§ EXTRACTED DATA:
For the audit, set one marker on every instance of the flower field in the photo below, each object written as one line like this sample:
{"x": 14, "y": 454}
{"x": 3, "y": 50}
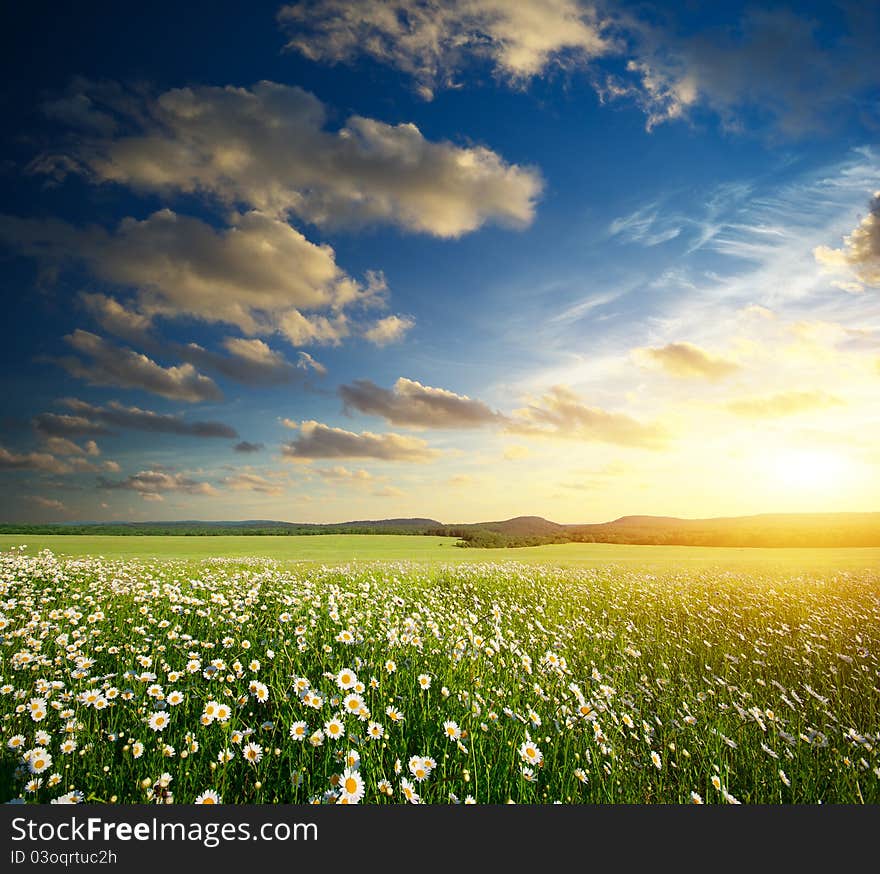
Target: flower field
{"x": 247, "y": 681}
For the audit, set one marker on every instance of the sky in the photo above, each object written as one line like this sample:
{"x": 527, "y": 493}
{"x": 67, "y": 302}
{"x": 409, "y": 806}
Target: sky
{"x": 464, "y": 260}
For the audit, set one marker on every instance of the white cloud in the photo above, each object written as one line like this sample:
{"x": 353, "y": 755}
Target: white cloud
{"x": 117, "y": 366}
{"x": 391, "y": 329}
{"x": 686, "y": 361}
{"x": 412, "y": 404}
{"x": 261, "y": 274}
{"x": 432, "y": 39}
{"x": 42, "y": 461}
{"x": 250, "y": 482}
{"x": 788, "y": 403}
{"x": 307, "y": 362}
{"x": 860, "y": 254}
{"x": 155, "y": 482}
{"x": 560, "y": 413}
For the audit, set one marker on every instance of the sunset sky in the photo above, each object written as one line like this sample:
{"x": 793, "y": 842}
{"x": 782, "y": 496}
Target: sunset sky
{"x": 465, "y": 260}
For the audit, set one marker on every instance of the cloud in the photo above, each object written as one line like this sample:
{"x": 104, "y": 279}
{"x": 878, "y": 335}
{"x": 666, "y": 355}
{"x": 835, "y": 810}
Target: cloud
{"x": 60, "y": 425}
{"x": 246, "y": 447}
{"x": 783, "y": 404}
{"x": 92, "y": 419}
{"x": 388, "y": 492}
{"x": 118, "y": 366}
{"x": 860, "y": 253}
{"x": 306, "y": 362}
{"x": 460, "y": 479}
{"x": 42, "y": 461}
{"x": 155, "y": 482}
{"x": 432, "y": 41}
{"x": 260, "y": 274}
{"x": 415, "y": 405}
{"x": 46, "y": 503}
{"x": 268, "y": 148}
{"x": 63, "y": 446}
{"x": 269, "y": 369}
{"x": 343, "y": 474}
{"x": 560, "y": 413}
{"x": 249, "y": 482}
{"x": 759, "y": 312}
{"x": 750, "y": 67}
{"x": 116, "y": 319}
{"x": 316, "y": 440}
{"x": 391, "y": 329}
{"x": 686, "y": 361}
{"x": 250, "y": 361}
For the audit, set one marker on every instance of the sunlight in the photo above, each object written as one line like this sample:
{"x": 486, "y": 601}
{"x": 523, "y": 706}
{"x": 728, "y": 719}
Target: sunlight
{"x": 811, "y": 470}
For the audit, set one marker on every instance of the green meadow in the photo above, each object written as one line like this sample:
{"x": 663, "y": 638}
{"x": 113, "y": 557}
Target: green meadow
{"x": 341, "y": 548}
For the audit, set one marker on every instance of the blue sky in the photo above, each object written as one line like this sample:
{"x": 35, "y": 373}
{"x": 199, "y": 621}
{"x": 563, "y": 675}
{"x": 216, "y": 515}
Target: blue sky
{"x": 459, "y": 260}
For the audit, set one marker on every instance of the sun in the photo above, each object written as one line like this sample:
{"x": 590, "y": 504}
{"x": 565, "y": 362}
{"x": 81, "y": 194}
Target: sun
{"x": 810, "y": 469}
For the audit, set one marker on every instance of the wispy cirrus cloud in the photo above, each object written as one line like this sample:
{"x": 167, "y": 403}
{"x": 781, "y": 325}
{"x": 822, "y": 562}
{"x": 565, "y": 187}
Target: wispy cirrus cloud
{"x": 246, "y": 448}
{"x": 432, "y": 41}
{"x": 663, "y": 64}
{"x": 109, "y": 365}
{"x": 91, "y": 419}
{"x": 783, "y": 404}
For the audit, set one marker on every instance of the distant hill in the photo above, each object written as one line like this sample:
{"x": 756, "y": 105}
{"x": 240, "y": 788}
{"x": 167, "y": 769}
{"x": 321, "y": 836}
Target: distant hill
{"x": 770, "y": 529}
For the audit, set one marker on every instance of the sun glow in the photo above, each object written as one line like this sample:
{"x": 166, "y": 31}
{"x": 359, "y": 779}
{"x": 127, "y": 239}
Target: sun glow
{"x": 810, "y": 470}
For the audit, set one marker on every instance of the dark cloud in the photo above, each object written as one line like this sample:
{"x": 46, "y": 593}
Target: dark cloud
{"x": 42, "y": 461}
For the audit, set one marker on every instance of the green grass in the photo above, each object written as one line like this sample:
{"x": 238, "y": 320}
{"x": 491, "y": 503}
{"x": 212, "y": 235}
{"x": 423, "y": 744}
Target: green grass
{"x": 337, "y": 548}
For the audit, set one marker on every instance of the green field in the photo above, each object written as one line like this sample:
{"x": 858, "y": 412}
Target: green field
{"x": 338, "y": 548}
{"x": 249, "y": 680}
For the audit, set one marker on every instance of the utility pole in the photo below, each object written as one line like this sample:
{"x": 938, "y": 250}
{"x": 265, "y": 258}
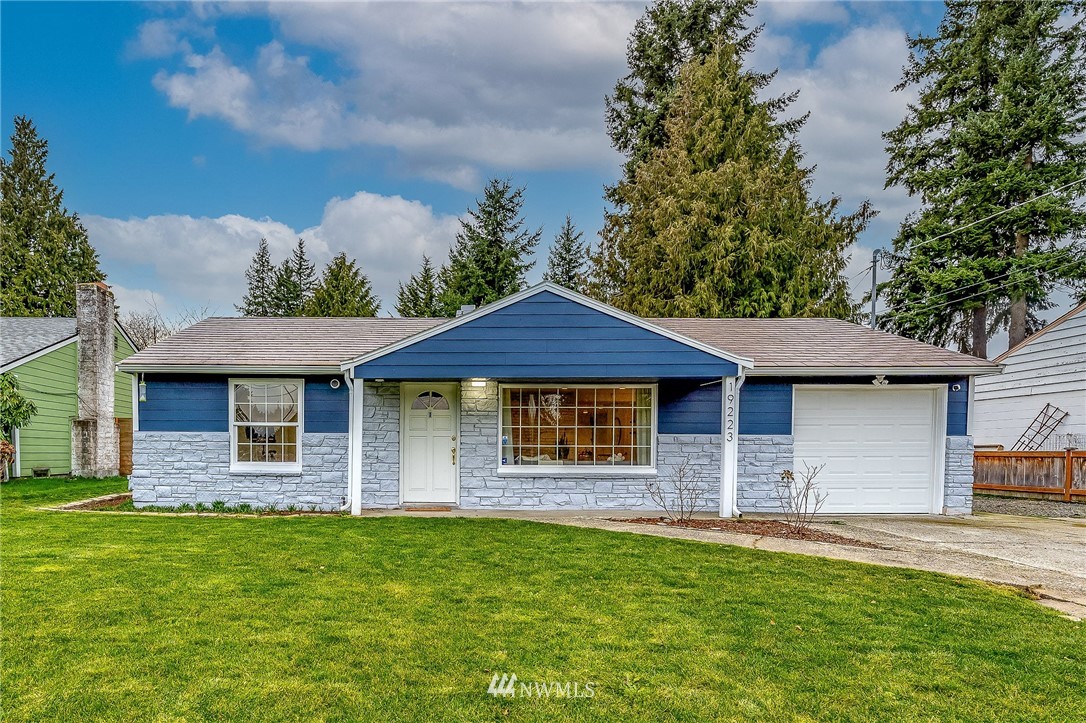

§ TASK DIRECTIONS: Reproduce the entries above verbatim, from the line containing "the green grass" through the final line of the entries, both included. Leave the pictures out.

§ TASK ANSWER:
For the audit, set one marker on every instance of the green grass in the photo above, each object written as one line like this sample:
{"x": 238, "y": 320}
{"x": 491, "y": 503}
{"x": 212, "y": 235}
{"x": 423, "y": 744}
Target: green grass
{"x": 337, "y": 548}
For the audit, set one marker on every instance of the green field in the photo above, each object written as one line like this sample:
{"x": 858, "y": 412}
Target: green field
{"x": 338, "y": 548}
{"x": 249, "y": 680}
For the audit, set one marker on every instance of the utility pole in the photo below, each object written as one line like this sample:
{"x": 938, "y": 250}
{"x": 265, "y": 258}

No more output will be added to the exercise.